Natural language region descriptions:
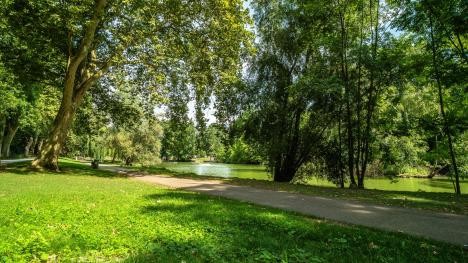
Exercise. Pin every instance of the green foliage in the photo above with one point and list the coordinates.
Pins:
(78, 216)
(241, 152)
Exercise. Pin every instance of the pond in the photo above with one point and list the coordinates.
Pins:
(259, 172)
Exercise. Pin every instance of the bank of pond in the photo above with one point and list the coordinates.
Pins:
(249, 171)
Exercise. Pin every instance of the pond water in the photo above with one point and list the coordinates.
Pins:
(259, 172)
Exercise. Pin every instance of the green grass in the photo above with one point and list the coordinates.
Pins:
(86, 215)
(433, 201)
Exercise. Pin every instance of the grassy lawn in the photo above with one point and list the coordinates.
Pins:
(433, 201)
(86, 215)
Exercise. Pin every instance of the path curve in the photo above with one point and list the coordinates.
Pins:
(445, 227)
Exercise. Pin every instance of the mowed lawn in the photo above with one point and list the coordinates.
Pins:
(85, 215)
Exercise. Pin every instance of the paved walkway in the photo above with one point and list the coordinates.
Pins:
(439, 226)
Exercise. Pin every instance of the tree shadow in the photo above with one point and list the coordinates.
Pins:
(66, 168)
(232, 231)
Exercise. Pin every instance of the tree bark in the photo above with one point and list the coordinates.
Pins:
(28, 146)
(78, 80)
(2, 131)
(11, 128)
(34, 144)
(442, 108)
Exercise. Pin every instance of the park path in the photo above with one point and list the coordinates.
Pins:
(446, 227)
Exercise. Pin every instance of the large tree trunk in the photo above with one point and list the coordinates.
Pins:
(80, 76)
(11, 128)
(447, 132)
(32, 150)
(2, 131)
(48, 156)
(28, 146)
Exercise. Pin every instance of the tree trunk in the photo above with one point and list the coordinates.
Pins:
(39, 146)
(11, 128)
(34, 144)
(442, 108)
(48, 156)
(79, 77)
(28, 146)
(2, 131)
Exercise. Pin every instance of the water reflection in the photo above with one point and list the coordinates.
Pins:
(259, 172)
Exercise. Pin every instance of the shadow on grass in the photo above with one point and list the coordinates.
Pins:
(66, 168)
(434, 201)
(220, 230)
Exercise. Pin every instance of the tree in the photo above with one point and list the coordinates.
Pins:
(443, 28)
(95, 37)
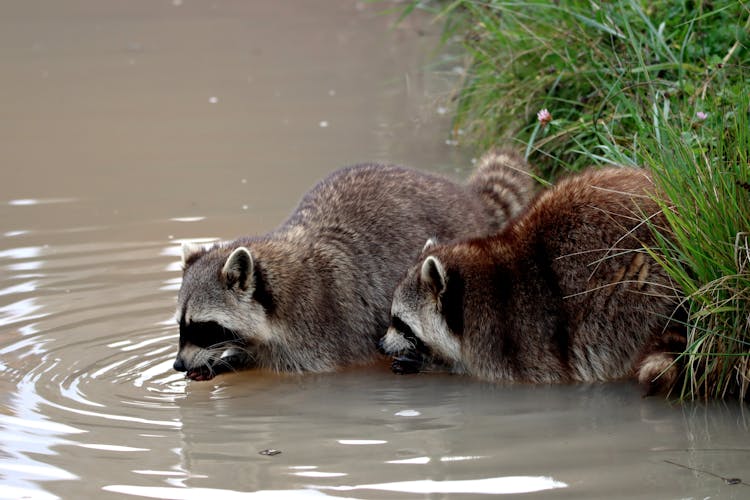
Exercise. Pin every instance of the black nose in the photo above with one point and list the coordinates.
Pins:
(179, 365)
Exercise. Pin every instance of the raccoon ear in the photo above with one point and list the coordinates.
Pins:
(238, 269)
(431, 242)
(189, 252)
(433, 274)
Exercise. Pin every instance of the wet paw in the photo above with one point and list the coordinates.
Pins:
(404, 366)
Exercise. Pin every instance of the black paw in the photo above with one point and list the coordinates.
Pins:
(404, 366)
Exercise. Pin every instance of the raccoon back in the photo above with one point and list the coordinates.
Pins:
(504, 183)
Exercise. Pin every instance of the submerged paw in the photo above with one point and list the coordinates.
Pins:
(404, 365)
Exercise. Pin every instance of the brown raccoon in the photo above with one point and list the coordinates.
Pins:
(566, 292)
(314, 294)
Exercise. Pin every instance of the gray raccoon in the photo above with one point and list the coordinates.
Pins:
(314, 294)
(566, 292)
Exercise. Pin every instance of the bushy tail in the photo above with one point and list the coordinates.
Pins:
(502, 179)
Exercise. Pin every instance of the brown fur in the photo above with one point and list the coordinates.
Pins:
(566, 293)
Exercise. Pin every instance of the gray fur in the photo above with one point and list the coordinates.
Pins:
(566, 292)
(314, 294)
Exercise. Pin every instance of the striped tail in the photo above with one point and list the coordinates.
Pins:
(503, 181)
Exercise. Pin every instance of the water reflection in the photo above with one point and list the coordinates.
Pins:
(489, 486)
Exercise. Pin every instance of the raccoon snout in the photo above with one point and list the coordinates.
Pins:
(381, 346)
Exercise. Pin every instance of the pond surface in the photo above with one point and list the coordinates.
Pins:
(128, 127)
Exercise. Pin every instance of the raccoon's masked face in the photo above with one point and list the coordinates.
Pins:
(221, 314)
(420, 334)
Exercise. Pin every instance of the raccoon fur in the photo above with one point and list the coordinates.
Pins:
(314, 294)
(566, 292)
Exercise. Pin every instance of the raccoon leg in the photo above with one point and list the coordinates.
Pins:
(659, 368)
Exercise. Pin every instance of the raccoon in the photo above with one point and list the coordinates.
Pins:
(314, 294)
(565, 292)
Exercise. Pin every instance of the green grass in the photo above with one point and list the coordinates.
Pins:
(661, 84)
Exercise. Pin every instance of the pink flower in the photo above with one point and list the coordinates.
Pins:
(544, 117)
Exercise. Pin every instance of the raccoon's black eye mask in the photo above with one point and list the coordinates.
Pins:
(206, 334)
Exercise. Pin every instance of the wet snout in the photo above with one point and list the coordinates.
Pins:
(179, 364)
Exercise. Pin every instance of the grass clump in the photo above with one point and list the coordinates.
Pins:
(704, 177)
(662, 84)
(593, 65)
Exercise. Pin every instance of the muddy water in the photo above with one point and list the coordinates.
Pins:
(127, 127)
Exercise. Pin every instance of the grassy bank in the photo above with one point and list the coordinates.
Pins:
(662, 84)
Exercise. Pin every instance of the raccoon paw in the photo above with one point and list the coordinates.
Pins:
(404, 366)
(657, 373)
(660, 366)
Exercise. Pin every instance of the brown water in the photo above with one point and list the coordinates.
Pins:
(127, 127)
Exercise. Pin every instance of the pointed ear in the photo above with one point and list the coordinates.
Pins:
(431, 242)
(190, 251)
(238, 269)
(433, 275)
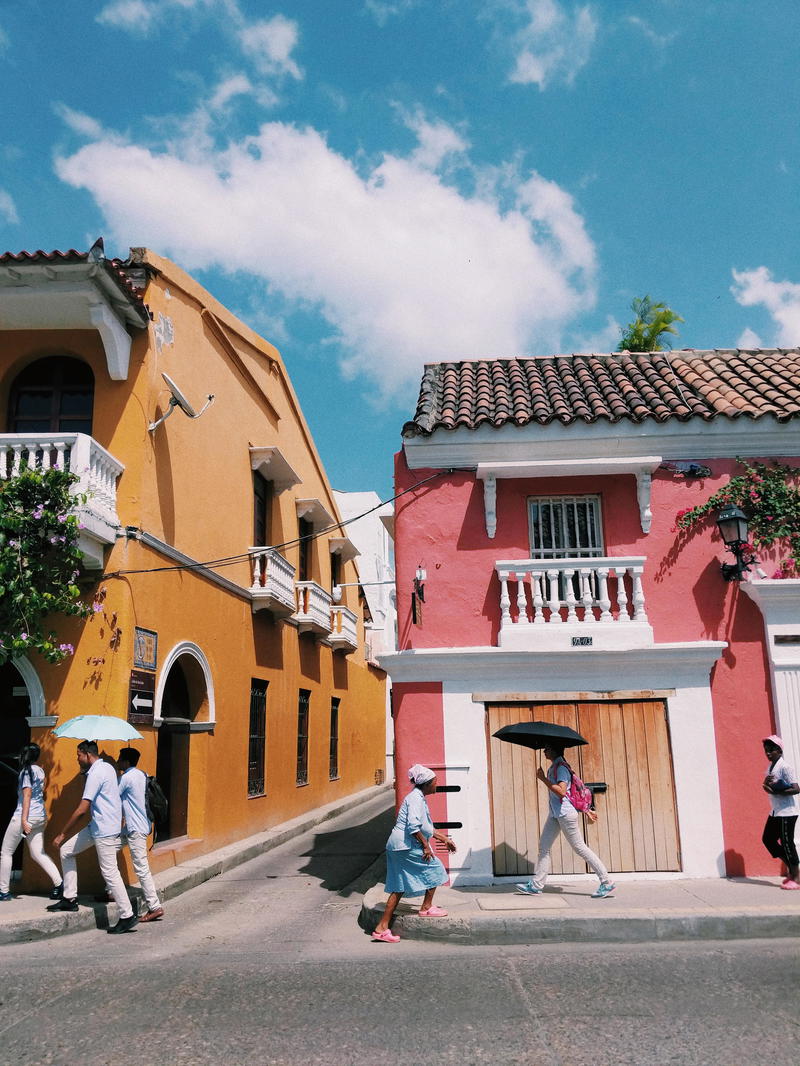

**Assignment:**
Reprint each of the records exactly and skip the images.

**Response box:**
Exercise. Pin every instance of the green foliage in the photo above with one point and list the coordinates.
Pins:
(78, 216)
(241, 152)
Exercise. Pin every instance of the pond in the photo above with one point and list the coordinates.
Pins:
(259, 172)
Exercise. Pin every instance of the bank of pond in the photo above with one point and list the coordinates.
Pins:
(249, 171)
Exercise. Pin every instance of the pond water in the photo above with one point and list the coordinates.
Pins:
(259, 172)
Exercise. Pin every instance of the green grass in the photo above with one point and list the coordinates.
Pins:
(86, 215)
(433, 201)
Exercise. Pin every instance of the grassy lawn in the photo above with one point and list the coordinates.
Pins:
(433, 201)
(86, 215)
Exercise. Pin every instance of the path curve in the photo above with one point and list the coordinates.
Pins:
(445, 227)
Exercise. Pin every instance of the mowed lawn in the photo above with one point and list the coordinates.
Pins:
(85, 215)
Exercise. Pin every instance of the paved walkway in the photo above with one point and list the coordinates.
Pins:
(439, 226)
Exercise. Pin every instance of the tree shadow in the photo above with one point and list the coordinates.
Pins:
(66, 168)
(232, 231)
Exercise. Pin every instance of the tree bark in the photo above with one point and list the coordinates.
Pins:
(28, 146)
(78, 80)
(2, 131)
(11, 128)
(34, 144)
(442, 108)
Exercise. Pin every instance of the park path in the photo above with one point and list the coordinates.
Pins:
(446, 227)
Exercise. Pin every instance of the large tree trunk in the photo above with one point and list the coordinates.
Pins:
(80, 76)
(11, 128)
(447, 132)
(32, 150)
(2, 131)
(48, 156)
(28, 146)
Exercise. Pin every instance of the tree trunk in the photo above with one point and list the coordinates.
Pins:
(39, 146)
(11, 128)
(34, 144)
(442, 108)
(48, 156)
(79, 77)
(28, 146)
(2, 131)
Exercise. Pin every instance of the water reflection in the photo above with one point and list the coordinates.
Pins:
(259, 172)
Exercise. Pin every instance of the shadow on grass in the photo above with one point and list the coordinates.
Pins:
(66, 168)
(434, 201)
(220, 230)
Exercise. Pin every instance of the tree in the photo above with one point and list the coordinates.
Pins:
(443, 28)
(95, 37)
Exercise. Pin every instance of the black nose in the photo above with one point and list the coordinates.
Pins:
(179, 365)
Exercise. Pin every instance of the raccoon ear in the photo above with one point and list the coordinates.
Pins:
(238, 269)
(431, 242)
(189, 252)
(433, 274)
Exercise. Pin every instance of the wet paw in the photo above with one point and list the coordinates.
Pins:
(404, 366)
Exercise. Pin every instance of the black paw in the photo above with one point and list the coordinates.
Pins:
(404, 366)
Exercise. Pin every instance of the raccoon back in the photo above with one point and list the coordinates.
Pins:
(504, 183)
Exercise. Pin every instance of the submerged paw in the photo above with one point and list the coordinates.
Pins:
(404, 365)
Exercise. Pin every instance of the brown raccoon in the photo above with one point and list the coordinates.
Pins:
(566, 292)
(314, 294)
Exercise. Pin every instance of the gray raccoon in the photo above with one point and list the coordinates.
Pins:
(314, 294)
(566, 292)
Exercise. Pin every instance of the bushy tail in the photo above with one point and list the coordinates.
Pins:
(502, 179)
Exercise. Pin every instance of the brown fur in the photo above with one point and list the coordinates.
Pins:
(566, 293)
Exercise. Pin every instance of the gray fur in the photo above with one point and list the coordinates.
Pins:
(566, 292)
(314, 294)
Exercise. Pin every instance of the striped tail in the photo above with one point and list the coordinates.
Pins:
(503, 181)
Exercise. Pin every instance of the water reflection in the photo above with one point and list the coordinates.
Pins:
(489, 486)
Exercise. Pin every instance of the raccoon snout in the photo above with one point and list the coordinates.
Pins:
(381, 346)
Exercise. Pin every instance of the pond surface in the photo above with one point and list the coordinates.
Pins:
(128, 127)
Exercise. Pin every instance of the raccoon's masked face in the photo above with one point and list the coordinates.
Pins:
(221, 314)
(420, 334)
Exercise. Pin every instance of the raccoon fur in the photo above with one point and list the coordinates.
Pins:
(314, 294)
(566, 292)
Exercise. Pin every instance of the raccoon leg in the photo above with one point and list the coordinates.
Pins:
(659, 368)
Exercise. Pin every instance of the raccoon in the photo above with one point and list the coordinates.
Pins:
(314, 294)
(565, 292)
Exercise. Pin every instance of the green grass in the photo above with one point and list the coordinates.
Pins:
(661, 84)
Exercise. Pin every instance of the pink flower in the photo above with one point and list the coordinates.
Pins:
(544, 117)
Exercise. Pin every instance of the raccoon's black eye mask in the photo above with one point and list the coordinates.
Pins:
(206, 334)
Exercise. Pin every instance of the wet snout in the photo above with one point and list the coordinates.
Pins:
(179, 364)
Exercise. Pin every instance of the grass clump in the photo above with one point and list the coordinates.
Pins:
(704, 177)
(662, 84)
(593, 65)
Exercise. Pin every instance of the muddy water in the photo above with one point and list the coordinates.
Pins:
(127, 127)
Exercise. Pin every instance of the grassy bank in the photo above with one point and list the coordinates.
Pins:
(662, 84)
Exercise. Pin every instance of the raccoon paw in the photo above with one point and list the coordinates.
Pins:
(404, 366)
(657, 373)
(660, 366)
Exercise. Pin every instance of the brown water in the photo above with one point and list the coordinates.
Pins:
(127, 127)
Exercise. Pin every instance of the pointed ear in the photo above with one point and list the coordinates.
Pins:
(431, 242)
(190, 251)
(238, 269)
(433, 275)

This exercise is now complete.